__WHAT THE EXERCISE ASKS__
Repeat the entries that appear below, exactly and in full.

(RECORDS FOR THIS EXERCISE begins)

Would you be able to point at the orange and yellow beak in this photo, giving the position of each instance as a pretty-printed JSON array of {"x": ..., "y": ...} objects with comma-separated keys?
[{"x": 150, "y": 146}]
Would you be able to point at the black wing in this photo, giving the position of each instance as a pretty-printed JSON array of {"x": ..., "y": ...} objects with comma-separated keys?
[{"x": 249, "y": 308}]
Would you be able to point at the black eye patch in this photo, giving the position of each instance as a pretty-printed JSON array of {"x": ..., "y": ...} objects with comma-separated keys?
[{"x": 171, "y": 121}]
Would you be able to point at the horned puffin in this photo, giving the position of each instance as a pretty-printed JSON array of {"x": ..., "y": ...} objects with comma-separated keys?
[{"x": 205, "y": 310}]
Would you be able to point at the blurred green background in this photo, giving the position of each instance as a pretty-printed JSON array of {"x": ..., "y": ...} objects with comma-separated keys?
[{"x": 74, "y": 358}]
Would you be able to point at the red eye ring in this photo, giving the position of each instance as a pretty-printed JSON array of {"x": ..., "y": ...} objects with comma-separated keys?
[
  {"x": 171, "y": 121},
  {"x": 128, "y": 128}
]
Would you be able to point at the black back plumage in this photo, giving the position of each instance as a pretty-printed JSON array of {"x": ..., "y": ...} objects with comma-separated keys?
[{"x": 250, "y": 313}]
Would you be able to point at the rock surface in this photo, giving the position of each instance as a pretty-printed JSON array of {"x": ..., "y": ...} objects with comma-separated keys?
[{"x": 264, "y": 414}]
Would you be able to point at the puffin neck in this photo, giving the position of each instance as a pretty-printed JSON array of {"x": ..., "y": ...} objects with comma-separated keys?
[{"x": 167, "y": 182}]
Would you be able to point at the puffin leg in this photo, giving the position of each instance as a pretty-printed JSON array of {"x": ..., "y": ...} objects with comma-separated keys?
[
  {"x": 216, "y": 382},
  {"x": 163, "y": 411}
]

(RECORDS FOR THIS EXERCISE ends)

__RESPONSE BELOW__
Would you be able to point at the orange and yellow beak in this photo, giving the position of each instance as a pretty-printed JSON array of {"x": ..., "y": ...} objects with comma-separated keys?
[{"x": 150, "y": 146}]
Would you be able to point at the black wing in this photo, giving the position of each instance as a pretty-printed JSON array of {"x": ..., "y": ...} objects with comma-separated keys?
[{"x": 249, "y": 308}]
Would you be able to point at the black eye patch in this photo, giving the position of each instance as a pretty-printed JSON array of {"x": ..., "y": ...} objects with comma-separated keys?
[{"x": 171, "y": 121}]
Would you be able to point at the horned puffin in this photo, giving the position of each instance as a pretty-printed JSON array of {"x": ..., "y": ...} objects with comma-separated keys?
[{"x": 205, "y": 310}]
Would you be able to point at the blurred green background in this photo, giving the position of each instance as a pretty-printed JSON array of {"x": ..., "y": ...} objects with comma-separated keys?
[{"x": 74, "y": 358}]
Would you be able to point at the red eye ring in this photo, giving the position of each instance as a pretty-printed JSON array of {"x": ..., "y": ...} objects with comma-separated keys?
[
  {"x": 171, "y": 121},
  {"x": 128, "y": 128}
]
Would you be able to point at the black back plumage in this photo, giving the position of each instance as a pretty-printed JSON array of {"x": ..., "y": ...} objects with comma-separated keys?
[{"x": 250, "y": 313}]
Would you be able to point at the rock surface in this photo, giving the position of each instance as a pretty-printed JSON array of {"x": ..., "y": ...} objects with comma-separated keys?
[{"x": 264, "y": 414}]
Would you be able to point at the puffin neck in this photo, giving the position of each instance as a pretty-printed JSON array of {"x": ..., "y": ...} objects with comma-separated keys?
[{"x": 167, "y": 182}]
Would you be able to point at the puffin leg in this photo, giving the position of each instance as a pretty-printed JSON array of {"x": ..., "y": ...} objects with comma-separated keys?
[
  {"x": 216, "y": 382},
  {"x": 163, "y": 411}
]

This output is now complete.